— WHAT IS BEING ASKED —
Turn the lines of the items below into a Markdown table with the columns Row and Entry, leaving out blank lines. Begin at the line containing "We believe the aquatic" and continue through the line containing "501 236 576 260", and include only those lines.

----------------------------------------

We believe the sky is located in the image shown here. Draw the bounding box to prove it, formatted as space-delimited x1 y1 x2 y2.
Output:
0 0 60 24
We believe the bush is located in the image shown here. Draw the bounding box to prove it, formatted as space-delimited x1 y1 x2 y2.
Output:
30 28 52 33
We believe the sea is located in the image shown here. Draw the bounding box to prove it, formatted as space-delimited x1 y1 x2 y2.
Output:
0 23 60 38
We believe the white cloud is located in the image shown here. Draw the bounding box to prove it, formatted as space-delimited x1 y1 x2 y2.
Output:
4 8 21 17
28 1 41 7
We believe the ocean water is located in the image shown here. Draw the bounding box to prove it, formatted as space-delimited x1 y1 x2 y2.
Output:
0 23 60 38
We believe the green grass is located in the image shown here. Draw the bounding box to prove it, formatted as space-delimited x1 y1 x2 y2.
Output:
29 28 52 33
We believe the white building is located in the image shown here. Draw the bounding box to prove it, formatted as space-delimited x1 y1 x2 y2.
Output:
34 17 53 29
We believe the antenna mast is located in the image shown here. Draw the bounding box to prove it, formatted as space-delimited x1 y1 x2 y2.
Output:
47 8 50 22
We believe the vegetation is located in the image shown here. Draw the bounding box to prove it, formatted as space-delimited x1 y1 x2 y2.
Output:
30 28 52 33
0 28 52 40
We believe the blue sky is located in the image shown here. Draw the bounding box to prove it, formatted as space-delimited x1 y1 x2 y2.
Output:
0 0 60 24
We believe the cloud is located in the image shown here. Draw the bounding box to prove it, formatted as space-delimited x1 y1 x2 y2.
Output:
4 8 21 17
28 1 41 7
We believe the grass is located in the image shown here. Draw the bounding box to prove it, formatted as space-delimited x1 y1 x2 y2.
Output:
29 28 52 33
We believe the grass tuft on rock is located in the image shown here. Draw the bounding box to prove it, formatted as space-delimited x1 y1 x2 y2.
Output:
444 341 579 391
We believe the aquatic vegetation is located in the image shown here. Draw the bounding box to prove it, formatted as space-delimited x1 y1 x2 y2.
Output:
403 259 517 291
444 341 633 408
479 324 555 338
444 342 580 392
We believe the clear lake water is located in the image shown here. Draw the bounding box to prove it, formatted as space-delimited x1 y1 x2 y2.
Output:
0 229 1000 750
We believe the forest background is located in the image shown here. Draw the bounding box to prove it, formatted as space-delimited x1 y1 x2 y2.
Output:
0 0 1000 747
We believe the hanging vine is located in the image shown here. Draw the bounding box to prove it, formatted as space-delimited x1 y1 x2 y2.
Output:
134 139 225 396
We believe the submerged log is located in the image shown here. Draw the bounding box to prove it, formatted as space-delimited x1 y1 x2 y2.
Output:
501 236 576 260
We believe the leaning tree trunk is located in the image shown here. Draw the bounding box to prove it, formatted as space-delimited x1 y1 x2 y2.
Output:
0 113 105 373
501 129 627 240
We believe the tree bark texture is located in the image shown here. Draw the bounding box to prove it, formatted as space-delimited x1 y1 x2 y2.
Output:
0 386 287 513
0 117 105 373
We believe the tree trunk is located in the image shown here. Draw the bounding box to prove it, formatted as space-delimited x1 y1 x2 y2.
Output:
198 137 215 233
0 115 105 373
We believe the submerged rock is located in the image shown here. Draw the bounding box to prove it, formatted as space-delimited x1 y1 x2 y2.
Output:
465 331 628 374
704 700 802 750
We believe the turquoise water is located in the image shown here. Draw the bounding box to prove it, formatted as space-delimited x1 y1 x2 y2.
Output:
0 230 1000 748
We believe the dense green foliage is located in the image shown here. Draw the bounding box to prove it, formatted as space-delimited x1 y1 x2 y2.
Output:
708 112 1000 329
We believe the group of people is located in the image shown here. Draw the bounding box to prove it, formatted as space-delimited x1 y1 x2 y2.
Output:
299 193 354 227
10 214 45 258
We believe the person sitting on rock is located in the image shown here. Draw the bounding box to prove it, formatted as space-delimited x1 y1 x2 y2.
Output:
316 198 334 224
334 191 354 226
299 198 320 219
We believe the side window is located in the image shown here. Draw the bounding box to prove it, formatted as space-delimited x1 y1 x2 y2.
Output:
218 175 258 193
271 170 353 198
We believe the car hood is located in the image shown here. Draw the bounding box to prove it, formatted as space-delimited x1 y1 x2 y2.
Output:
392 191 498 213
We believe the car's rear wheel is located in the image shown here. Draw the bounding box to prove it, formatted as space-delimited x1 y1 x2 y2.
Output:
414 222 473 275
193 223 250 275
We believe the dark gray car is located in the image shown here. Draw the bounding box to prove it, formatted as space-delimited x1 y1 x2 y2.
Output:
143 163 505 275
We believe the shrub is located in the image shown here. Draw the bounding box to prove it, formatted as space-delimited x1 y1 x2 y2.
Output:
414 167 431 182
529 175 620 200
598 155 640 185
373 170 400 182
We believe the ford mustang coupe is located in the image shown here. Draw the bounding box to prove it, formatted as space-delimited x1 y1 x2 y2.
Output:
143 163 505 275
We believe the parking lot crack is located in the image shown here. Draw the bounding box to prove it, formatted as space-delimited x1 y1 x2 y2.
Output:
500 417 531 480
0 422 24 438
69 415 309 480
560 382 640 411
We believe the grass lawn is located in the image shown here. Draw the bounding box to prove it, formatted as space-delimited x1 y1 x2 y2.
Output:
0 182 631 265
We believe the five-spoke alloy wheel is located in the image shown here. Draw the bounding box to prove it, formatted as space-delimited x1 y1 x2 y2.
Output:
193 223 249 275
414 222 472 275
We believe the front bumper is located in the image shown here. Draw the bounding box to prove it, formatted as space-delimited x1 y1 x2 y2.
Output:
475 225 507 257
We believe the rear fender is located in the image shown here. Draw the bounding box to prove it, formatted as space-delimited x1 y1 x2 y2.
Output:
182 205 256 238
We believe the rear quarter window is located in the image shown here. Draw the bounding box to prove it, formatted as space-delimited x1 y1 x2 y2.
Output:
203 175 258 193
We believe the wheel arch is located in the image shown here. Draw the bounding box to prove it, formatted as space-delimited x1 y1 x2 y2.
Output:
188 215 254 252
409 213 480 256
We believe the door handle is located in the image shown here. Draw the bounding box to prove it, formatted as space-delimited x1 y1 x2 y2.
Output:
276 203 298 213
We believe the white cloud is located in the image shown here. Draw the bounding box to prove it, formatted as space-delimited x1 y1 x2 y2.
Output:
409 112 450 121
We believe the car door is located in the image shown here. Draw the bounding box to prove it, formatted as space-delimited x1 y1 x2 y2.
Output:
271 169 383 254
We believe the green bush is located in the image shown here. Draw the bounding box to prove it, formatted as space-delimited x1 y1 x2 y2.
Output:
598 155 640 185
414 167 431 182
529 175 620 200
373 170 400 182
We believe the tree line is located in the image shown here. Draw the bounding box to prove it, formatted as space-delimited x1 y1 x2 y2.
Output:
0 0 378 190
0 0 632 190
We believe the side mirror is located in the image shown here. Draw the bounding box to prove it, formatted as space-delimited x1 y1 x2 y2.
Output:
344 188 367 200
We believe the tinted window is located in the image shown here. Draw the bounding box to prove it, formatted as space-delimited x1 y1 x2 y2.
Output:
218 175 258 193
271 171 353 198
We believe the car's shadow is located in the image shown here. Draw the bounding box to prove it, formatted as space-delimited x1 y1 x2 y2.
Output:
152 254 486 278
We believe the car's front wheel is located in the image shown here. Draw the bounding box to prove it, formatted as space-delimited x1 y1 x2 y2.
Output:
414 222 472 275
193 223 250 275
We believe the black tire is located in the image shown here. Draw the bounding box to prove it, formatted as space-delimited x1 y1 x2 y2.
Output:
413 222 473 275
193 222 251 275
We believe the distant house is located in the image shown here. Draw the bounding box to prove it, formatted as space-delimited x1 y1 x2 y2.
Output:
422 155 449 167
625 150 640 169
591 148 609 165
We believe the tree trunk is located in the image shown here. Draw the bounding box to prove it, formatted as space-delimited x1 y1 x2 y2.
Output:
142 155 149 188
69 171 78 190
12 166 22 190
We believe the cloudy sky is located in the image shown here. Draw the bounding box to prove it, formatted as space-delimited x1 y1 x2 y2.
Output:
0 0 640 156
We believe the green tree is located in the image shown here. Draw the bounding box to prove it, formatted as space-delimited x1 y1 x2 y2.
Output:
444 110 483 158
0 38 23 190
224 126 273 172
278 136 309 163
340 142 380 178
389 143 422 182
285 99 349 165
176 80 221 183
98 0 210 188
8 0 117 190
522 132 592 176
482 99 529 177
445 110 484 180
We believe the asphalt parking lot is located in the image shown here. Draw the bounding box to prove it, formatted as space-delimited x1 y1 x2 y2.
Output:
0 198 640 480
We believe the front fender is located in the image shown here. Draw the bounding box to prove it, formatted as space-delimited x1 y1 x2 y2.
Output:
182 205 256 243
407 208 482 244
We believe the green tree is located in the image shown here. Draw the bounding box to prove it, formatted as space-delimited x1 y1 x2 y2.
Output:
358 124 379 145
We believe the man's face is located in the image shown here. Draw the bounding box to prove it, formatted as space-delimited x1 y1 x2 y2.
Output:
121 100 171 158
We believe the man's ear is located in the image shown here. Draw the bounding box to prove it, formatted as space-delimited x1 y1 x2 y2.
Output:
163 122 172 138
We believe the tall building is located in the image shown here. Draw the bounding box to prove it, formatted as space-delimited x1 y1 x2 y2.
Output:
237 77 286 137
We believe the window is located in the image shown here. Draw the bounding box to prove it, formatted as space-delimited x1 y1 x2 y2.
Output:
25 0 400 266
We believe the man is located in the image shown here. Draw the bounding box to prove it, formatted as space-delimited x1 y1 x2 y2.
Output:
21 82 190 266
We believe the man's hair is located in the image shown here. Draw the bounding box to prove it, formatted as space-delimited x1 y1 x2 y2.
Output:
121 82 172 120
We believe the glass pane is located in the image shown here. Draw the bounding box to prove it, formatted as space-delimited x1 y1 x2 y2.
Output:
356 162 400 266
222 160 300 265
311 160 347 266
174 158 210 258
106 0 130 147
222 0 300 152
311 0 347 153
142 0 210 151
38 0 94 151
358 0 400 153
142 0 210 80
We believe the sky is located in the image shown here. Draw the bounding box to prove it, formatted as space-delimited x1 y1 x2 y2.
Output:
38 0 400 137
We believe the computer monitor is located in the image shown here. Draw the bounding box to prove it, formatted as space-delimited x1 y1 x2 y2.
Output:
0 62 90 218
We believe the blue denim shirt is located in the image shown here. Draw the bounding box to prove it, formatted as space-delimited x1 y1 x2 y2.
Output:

----------------------------------------

— EXERCISE ANSWER —
| Row | Entry |
|---|---|
| 1 | We believe the aquatic vegetation is located in the image shown here. Draw the bounding box to prove it, formatted as space-delimited x1 y1 x2 y2. |
| 2 | Output: |
| 3 | 403 259 517 291 |
| 4 | 444 341 633 408 |
| 5 | 479 324 555 338 |
| 6 | 444 342 580 392 |
| 7 | We believe the clear lake water is located in the image shown here. Draw the bounding box to prove it, formatted as space-delimited x1 y1 x2 y2. |
| 8 | Output: |
| 9 | 0 229 1000 750 |
| 10 | We believe the forest background is located in the image shown here. Draw the bounding box to prove it, formatted as space-delimited x1 y1 x2 y2. |
| 11 | Output: |
| 12 | 0 0 1000 747 |
| 13 | We believe the hanging vine is located in the image shown here. Draw the bounding box to prove it, formatted as space-delimited x1 y1 x2 y2. |
| 14 | Output: |
| 15 | 134 139 225 396 |
| 16 | We believe the submerged log is located in the image shown here. Draw the bounding box to prove it, formatted as space-delimited x1 y1 x2 y2. |
| 17 | Output: |
| 18 | 501 236 576 260 |